(Data for this exercise begins)

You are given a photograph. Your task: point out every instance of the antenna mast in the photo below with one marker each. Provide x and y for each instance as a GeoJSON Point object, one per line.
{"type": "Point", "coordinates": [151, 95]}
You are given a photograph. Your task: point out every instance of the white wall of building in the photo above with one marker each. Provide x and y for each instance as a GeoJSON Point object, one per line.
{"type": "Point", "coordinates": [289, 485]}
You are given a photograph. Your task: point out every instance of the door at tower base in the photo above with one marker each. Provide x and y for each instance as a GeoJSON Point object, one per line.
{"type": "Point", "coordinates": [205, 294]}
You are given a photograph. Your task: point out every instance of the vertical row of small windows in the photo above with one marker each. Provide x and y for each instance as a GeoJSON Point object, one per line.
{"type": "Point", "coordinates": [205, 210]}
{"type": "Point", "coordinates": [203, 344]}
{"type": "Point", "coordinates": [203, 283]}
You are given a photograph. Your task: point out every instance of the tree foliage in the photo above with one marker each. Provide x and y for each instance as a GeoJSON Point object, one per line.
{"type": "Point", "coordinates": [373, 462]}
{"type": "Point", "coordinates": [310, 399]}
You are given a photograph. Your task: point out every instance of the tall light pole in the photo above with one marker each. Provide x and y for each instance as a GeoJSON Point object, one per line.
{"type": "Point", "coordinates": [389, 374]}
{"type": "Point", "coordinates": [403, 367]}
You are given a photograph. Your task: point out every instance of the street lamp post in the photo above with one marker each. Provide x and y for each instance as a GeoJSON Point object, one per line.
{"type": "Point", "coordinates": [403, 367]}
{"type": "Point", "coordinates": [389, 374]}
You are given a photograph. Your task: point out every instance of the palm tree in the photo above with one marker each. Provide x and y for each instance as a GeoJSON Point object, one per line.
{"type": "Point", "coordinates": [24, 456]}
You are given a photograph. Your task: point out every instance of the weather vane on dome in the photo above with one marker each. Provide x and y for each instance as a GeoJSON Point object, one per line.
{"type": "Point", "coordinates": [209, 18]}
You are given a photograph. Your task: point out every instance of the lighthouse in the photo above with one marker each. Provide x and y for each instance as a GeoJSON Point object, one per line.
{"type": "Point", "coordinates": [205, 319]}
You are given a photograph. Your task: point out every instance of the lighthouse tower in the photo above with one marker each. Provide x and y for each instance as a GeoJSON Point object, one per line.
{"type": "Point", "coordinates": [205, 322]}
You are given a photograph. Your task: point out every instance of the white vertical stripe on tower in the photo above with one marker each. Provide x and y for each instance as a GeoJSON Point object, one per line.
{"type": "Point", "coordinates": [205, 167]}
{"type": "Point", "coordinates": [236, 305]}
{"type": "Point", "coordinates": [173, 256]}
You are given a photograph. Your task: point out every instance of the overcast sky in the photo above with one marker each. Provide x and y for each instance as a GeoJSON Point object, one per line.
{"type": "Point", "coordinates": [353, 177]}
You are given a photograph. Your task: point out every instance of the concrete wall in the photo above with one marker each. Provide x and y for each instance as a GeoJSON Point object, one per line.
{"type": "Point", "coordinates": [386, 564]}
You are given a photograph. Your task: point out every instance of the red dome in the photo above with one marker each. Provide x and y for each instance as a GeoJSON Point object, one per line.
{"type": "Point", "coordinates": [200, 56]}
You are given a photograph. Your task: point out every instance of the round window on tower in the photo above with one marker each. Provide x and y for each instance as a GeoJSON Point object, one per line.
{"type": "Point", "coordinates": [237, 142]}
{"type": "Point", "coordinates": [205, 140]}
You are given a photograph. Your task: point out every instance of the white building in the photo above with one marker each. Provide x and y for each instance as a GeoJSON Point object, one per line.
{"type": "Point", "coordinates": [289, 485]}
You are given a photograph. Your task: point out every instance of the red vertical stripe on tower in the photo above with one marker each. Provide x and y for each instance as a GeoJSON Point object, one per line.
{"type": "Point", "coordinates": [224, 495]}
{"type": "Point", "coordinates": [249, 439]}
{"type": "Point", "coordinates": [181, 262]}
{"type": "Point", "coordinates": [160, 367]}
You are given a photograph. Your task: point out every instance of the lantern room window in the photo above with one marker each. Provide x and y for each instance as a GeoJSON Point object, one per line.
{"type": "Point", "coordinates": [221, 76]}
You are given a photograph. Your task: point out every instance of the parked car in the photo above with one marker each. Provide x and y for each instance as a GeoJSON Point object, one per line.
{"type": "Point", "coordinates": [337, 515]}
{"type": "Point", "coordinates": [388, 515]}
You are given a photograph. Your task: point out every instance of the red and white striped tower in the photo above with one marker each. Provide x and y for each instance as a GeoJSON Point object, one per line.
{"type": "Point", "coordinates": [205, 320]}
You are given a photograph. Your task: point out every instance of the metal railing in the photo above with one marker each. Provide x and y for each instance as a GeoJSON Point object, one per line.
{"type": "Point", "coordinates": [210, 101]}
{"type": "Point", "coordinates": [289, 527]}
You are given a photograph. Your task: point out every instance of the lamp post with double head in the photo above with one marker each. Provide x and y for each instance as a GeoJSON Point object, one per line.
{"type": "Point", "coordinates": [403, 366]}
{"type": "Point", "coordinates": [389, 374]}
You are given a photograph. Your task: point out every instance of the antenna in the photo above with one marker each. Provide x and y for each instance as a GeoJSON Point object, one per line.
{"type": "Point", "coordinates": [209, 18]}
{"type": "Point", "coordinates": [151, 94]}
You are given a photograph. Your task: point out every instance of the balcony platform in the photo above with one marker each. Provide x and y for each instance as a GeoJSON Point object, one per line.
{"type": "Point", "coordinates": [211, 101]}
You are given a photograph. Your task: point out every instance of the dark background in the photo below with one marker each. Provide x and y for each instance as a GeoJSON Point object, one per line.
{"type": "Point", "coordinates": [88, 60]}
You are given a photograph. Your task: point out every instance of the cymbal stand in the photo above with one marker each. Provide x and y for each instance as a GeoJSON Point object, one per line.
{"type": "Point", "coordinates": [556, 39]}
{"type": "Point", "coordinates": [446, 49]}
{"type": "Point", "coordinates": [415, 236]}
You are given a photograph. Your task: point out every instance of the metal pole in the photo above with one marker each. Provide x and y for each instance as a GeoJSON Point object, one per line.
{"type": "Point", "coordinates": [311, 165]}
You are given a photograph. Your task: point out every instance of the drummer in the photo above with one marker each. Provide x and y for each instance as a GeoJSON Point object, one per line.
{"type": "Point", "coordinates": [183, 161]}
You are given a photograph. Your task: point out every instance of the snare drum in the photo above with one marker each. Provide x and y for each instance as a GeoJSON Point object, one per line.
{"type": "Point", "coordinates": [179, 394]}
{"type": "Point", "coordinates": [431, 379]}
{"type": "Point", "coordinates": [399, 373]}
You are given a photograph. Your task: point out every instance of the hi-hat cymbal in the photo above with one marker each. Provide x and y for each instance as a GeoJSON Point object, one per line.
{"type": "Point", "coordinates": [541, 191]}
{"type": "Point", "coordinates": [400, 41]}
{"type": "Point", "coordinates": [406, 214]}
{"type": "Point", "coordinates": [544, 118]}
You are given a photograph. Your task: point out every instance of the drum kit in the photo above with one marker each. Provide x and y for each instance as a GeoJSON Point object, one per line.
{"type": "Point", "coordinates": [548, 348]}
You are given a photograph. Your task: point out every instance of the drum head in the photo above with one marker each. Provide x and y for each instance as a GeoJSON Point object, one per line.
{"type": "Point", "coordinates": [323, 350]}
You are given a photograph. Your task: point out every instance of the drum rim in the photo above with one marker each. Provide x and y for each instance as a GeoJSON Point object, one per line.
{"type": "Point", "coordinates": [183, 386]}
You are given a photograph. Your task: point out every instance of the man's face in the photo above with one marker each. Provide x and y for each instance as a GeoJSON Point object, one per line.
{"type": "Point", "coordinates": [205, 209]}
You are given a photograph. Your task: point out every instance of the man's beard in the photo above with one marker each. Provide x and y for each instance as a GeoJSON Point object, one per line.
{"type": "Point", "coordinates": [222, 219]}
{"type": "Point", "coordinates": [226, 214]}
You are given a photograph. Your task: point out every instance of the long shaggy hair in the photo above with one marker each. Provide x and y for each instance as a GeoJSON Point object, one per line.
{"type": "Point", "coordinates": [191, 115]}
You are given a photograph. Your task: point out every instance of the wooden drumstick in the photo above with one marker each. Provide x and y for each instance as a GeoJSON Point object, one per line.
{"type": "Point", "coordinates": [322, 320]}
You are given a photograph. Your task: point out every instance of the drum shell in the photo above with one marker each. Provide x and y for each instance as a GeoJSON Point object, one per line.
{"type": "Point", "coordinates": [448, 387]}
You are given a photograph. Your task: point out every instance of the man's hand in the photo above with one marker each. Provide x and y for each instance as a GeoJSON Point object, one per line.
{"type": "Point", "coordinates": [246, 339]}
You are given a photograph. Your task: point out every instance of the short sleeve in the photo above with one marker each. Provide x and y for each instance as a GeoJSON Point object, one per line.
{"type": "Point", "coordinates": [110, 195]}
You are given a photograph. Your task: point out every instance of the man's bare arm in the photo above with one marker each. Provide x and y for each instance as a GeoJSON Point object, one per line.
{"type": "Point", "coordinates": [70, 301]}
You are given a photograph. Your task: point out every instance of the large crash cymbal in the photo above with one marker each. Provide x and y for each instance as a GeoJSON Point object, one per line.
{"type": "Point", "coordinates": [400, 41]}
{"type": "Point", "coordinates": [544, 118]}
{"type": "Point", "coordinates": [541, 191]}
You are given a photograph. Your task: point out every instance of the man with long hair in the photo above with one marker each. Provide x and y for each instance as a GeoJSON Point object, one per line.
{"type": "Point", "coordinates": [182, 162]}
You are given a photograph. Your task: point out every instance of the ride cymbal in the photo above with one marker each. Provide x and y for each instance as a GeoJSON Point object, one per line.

(Data for this exercise ends)

What to work on ▸ Everything from the line containing "of the large" through the last line above should be set down exactly; include no other lines.

Response to the exercise ▸
You are given a photograph. Your task: point out every instance of the large crash cymbal in the photo above with one marker each. Provide x and y for each instance as a GeoJSON Point object, one per line.
{"type": "Point", "coordinates": [400, 41]}
{"type": "Point", "coordinates": [544, 118]}
{"type": "Point", "coordinates": [541, 191]}
You are given a photograph. Your task: point out every instance of the man with long hair in the photo above with one marker each. Provide x and y for each instance as a GeoJSON Point object, one per line.
{"type": "Point", "coordinates": [182, 162]}
You are given a photograph. Your task: point out every instance of the ride cymbal in the photo above with one marker each. Provide x and y for each instance as a GeoJSON Point object, one per line.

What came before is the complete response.